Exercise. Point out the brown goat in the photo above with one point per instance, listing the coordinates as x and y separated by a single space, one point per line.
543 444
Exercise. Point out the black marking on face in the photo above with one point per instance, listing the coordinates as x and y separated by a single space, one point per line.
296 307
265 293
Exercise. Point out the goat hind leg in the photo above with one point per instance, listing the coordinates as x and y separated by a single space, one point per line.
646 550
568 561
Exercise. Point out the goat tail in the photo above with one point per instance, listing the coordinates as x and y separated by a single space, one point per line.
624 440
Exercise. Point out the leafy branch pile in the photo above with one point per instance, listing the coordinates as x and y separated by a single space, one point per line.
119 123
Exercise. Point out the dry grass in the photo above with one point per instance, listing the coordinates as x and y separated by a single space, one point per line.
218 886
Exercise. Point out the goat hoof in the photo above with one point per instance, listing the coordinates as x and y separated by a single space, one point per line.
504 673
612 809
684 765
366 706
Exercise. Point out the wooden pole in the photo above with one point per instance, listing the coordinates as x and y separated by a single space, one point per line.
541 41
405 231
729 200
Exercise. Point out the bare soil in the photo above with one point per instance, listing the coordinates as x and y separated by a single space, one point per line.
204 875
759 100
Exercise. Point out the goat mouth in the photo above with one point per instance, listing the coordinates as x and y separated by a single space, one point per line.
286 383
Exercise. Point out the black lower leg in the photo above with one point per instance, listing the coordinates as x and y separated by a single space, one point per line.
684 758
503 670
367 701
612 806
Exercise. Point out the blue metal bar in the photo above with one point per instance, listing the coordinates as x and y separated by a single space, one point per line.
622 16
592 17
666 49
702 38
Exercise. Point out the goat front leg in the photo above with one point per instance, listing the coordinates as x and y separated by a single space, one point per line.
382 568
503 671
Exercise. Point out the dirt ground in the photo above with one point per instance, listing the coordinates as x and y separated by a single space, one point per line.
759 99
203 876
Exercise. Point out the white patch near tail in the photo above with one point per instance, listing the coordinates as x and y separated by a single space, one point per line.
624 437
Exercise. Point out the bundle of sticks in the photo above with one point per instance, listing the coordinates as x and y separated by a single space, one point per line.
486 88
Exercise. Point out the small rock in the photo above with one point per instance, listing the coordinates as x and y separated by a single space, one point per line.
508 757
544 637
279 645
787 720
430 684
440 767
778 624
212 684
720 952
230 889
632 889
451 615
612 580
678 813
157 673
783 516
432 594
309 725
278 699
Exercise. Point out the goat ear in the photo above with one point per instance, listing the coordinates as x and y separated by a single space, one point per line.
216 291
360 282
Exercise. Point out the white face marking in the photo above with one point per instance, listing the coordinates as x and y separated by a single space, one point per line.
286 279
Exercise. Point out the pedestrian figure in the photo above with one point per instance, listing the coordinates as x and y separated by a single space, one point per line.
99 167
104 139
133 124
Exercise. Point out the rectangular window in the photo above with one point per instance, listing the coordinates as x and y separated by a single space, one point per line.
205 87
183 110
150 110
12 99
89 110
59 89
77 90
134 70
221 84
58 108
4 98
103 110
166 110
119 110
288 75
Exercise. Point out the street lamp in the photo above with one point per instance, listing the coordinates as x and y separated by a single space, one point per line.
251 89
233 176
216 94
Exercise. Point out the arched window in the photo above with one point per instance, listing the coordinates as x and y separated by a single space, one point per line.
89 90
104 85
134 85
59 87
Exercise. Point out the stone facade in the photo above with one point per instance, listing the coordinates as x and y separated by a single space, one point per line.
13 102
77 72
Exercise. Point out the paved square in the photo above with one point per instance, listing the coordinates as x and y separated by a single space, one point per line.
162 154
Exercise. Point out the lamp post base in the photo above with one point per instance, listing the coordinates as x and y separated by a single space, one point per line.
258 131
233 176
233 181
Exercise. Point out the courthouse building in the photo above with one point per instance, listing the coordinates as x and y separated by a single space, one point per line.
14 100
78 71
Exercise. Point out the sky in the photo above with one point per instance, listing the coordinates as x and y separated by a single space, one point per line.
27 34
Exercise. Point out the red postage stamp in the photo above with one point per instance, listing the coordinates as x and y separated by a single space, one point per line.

→ **Required task**
Each line of the material must be restated exactly.

→ **Answer to this problem**
Exercise. Point out the brown goat in the photo above with one point per instance, listing the coordinates as x and y separated by a single space, one point per line.
543 444
Exercise. Point out the black marking on face in the photo above with one point per instance, listing the coordinates as x and y separated by a single space, one point per line.
296 307
265 293
Exercise. Point out the goat hind leg in the photo above with one point per instance, listing the coordinates as x and y separated by a single space, one point per line.
646 550
568 561
Exercise. Point out the goat tail in the photo above with one point per instance, listing the coordinates as x and y separated by a single space, one point per line.
624 440
Exercise. Point out the leafy branch pile in the photo above with one point per instance, listing the coordinates as x and y separated by a single space, one point per line.
119 123
Exercise. Point out the dry grass in the photo above with one point per instance, listing the coordinates as x and y separated by a single space, one point per line.
218 886
Exercise. Point out the goat hoof in the photo above with one point per instance, listing the coordinates as x and y separated by a single space, one point per line.
504 673
612 809
684 765
366 706
Exercise. Point out the wooden pole in the photo above with one point per instance, listing the coordinates as x and y separated by a single space, one point per line.
541 41
405 231
729 200
Exercise. Point out the bare soil in the photo above with one point per instance, listing the coordinates as x and y separated by a single space, one point per line.
204 875
759 100
Exercise. Point out the goat mouth in the photo above with one point per instance, listing the coordinates as x and y separated by a single space, one point per line.
286 383
Exercise. Point out the black lower leg in the photo above with one point per instance, listing the coordinates as x and y separated by a single space, one point per line.
684 758
503 670
367 701
612 806
Exercise. Point out the blue metal bar in the photo above with one point per instance, listing the coordinates as x and y separated by a single space, one point per line.
622 16
592 17
666 49
702 38
Exercise. Point out the goat front leg in the photo above with one point per instance, listing the coordinates as x and y separated by a single space, one point per line.
382 568
503 671
Exercise. Point out the dirt ground in the photo above with one point per instance, listing the coordinates as x and y separated by a single space, one point per line.
759 99
203 876
Exercise. Point out the white patch near tail in the photo above with one point per instance, listing the coordinates as x and y separated by a single space, one point per line.
624 437
Exercise. Point out the bundle of sticks in the photo above with one point per instance, listing the coordinates as x and y separated by a single space, one point per line.
486 88
Exercise. Point out the small rock in the photo above with one point per instance, listing the coordinates as x and y separated by a single space, one point per line.
508 757
544 637
279 645
787 720
430 684
440 767
778 624
212 684
720 952
230 889
632 889
451 615
612 580
678 813
157 673
783 516
432 594
309 725
278 699
Exercise. Point out the goat ear in the photo above with one point per instance, listing the coordinates as x and y separated by a single space, one point per line.
216 291
360 282
Exercise. Point out the white face marking in the photo above with one point per instance, listing the coordinates as x and y separated by a single space, one point per line.
286 279
Exercise. Point out the pedestrian figure in the photo above with one point per instance, listing the coordinates as x and y separated by a single space, one point per line.
99 167
104 139
133 124
Exercise. Point out the rectangular window in the photo above with one point per instance, listing the coordinates as x and y separated by a single space, one point per line.
205 87
183 110
150 110
12 99
89 110
59 89
77 90
134 70
221 84
58 108
4 98
103 110
166 110
119 110
288 75
Exercise. Point out the street lamp in the photo above with one point per instance, listing the coordinates as x and y separated by a single space, one point per line.
251 89
233 176
216 94
Exercise. Point out the arched window in the photo above with one point per instance, listing the coordinates as x and y separated by a single space, one point per line.
89 90
104 85
134 85
59 87
Exercise. Point out the stone facade in the photo above with one point per instance, listing the coordinates as x and y separated by a single space, one point per line.
13 102
77 72
Exercise. Point out the paved square in the photo above with one point per instance, listing the coordinates as x and y separated by a single space, one point per line.
162 154
Exercise. Point out the lamp post base in the photo above with one point per instance, listing the coordinates as x and y separated by a single space, one point per line.
258 131
233 176
233 181
Exercise. Point out the courthouse building in the photo above with one point per instance, listing the coordinates as x and y separated by a single space, one point per line.
14 100
78 71
Exercise. Point out the sky in the photo above with one point per instance, listing the coordinates as x and y separated by a single space, one point per line.
27 34
Exercise. Point out the red postage stamp in the photo above with one point per instance, listing the coordinates as x and y separated by a single space, one point per line.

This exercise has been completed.